## Provided entries
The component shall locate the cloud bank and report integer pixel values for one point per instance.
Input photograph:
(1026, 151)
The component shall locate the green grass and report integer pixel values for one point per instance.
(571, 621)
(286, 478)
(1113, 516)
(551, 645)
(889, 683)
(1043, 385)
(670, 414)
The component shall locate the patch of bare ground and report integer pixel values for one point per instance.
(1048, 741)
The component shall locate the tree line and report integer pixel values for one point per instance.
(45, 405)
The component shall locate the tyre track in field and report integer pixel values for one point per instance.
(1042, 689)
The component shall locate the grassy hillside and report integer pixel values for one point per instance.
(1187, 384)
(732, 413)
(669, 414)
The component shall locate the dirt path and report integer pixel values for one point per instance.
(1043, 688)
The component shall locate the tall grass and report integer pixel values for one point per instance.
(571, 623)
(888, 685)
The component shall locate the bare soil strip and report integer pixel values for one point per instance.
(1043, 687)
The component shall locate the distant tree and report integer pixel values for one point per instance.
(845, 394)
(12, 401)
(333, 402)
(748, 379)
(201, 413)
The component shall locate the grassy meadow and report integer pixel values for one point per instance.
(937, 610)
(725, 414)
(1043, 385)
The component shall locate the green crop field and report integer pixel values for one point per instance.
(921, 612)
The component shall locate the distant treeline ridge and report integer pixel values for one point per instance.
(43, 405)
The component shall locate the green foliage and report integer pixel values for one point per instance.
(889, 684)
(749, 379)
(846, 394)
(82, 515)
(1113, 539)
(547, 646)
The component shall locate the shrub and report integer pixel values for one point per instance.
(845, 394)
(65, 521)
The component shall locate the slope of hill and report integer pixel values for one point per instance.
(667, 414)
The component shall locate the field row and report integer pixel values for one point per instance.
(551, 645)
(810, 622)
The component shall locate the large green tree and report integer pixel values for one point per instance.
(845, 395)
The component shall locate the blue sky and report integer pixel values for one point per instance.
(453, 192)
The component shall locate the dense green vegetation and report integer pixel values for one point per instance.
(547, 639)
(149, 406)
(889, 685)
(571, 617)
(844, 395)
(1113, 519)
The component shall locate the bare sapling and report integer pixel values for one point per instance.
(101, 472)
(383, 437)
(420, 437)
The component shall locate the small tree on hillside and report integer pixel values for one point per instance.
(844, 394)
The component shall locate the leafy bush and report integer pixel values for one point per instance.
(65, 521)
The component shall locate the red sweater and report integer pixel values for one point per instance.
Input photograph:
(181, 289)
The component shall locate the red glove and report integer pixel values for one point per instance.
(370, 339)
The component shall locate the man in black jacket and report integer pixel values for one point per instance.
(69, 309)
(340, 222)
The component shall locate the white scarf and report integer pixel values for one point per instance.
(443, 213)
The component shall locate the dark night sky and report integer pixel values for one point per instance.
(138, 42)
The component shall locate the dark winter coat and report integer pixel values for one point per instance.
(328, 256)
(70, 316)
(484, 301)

## Stated problem
Update the records above by replacing "integer pixel values" with "whole-number pixel coordinates" wherever it occurs. Write out every line again with nothing else changed.

## Reply
The component shall locate the cloud bank and report whole-number pixel coordinates for one point per instance.
Input photograph:
(1026, 151)
The component shall locate the green grass and report whole-number pixel coordinates for one point per instance.
(571, 621)
(286, 478)
(1113, 516)
(551, 645)
(889, 683)
(1043, 385)
(670, 414)
The component shall locate the patch of bare ground and report whole-number pixel coordinates for one point per instance.
(1048, 741)
The component shall locate the tree line and report whole-number pixel coordinates for one point per instance.
(45, 405)
The component shall locate the tyre track in field and report whole-number pixel coordinates for one point per instance.
(1042, 689)
The component shall locate the grassy hillside and report whole-number pixel coordinates for one point per instance.
(1187, 384)
(732, 413)
(669, 414)
The component shall locate the dirt path and report whole-number pixel coordinates for one point per instance.
(1043, 688)
The component shall locate the tall grass and report whole-number pixel coordinates for one point per instance.
(571, 623)
(888, 685)
The component shall locate the bare soil strip and report whole-number pixel coordinates for one point per instance.
(1043, 687)
The component shall locate the distant tree and report whole-number pixel coordinates for one point per instance.
(845, 394)
(12, 401)
(333, 402)
(748, 379)
(201, 413)
The component shall locate the grassy meadow and report whole-number pixel coordinates for one point per instance.
(937, 610)
(725, 414)
(1043, 385)
The component shall locate the green crop field and report whole-number pixel coordinates for one point per instance.
(921, 612)
The component shall locate the distant treeline ridge and report whole-number pixel coordinates for one point per instance.
(43, 405)
The component shall locate the green foliage and report whole-number pixel coordinates for one point per instance.
(889, 684)
(749, 379)
(846, 394)
(82, 515)
(1113, 539)
(547, 646)
The component shall locate the shrub and report whole-number pixel coordinates for one point per instance.
(845, 394)
(65, 521)
The component shall locate the slope of hill and report whole-number pixel coordinates for one point per instance.
(667, 414)
The component shall locate the field row and report whole-number pixel coordinates for one point per instance.
(551, 645)
(810, 622)
The component shall locate the large green tree and report whole-number pixel coordinates for one point per instance.
(845, 395)
The component shall locate the blue sky and report whole-number pixel coordinates for one point per instance.
(453, 192)
The component shall locate the dense green vegetation and report whole-number pixel coordinates for one point per instance.
(547, 639)
(149, 406)
(889, 685)
(571, 617)
(844, 395)
(1113, 519)
The component shall locate the bare sapling and report whole-number pixel coordinates for one point per instance.
(101, 472)
(383, 437)
(420, 437)
The component shall locate the small tree on hillside and report whole-number pixel coordinates for one point per instance.
(844, 394)
The component shall locate the leafy bush and report whole-number pixel coordinates for one point per instance.
(65, 521)
The component shall locate the red sweater and report whole-number pixel coordinates for one point per instance.
Input photograph:
(181, 289)
The component shall locate the red glove and report whole-number pixel coordinates for one point per instance.
(370, 339)
The component shall locate the man in black jacket and report whole-number pixel coordinates for one point per instance.
(69, 309)
(340, 222)
The component shall locate the white scarf and report whole-number pixel coordinates for one point per instance.
(443, 213)
The component shall locate the dark night sky and report whole-number pixel coordinates for one point per instance.
(138, 42)
The component shall locate the dark winter coat and report whole-number pixel coordinates for one point per instance.
(328, 256)
(70, 316)
(484, 301)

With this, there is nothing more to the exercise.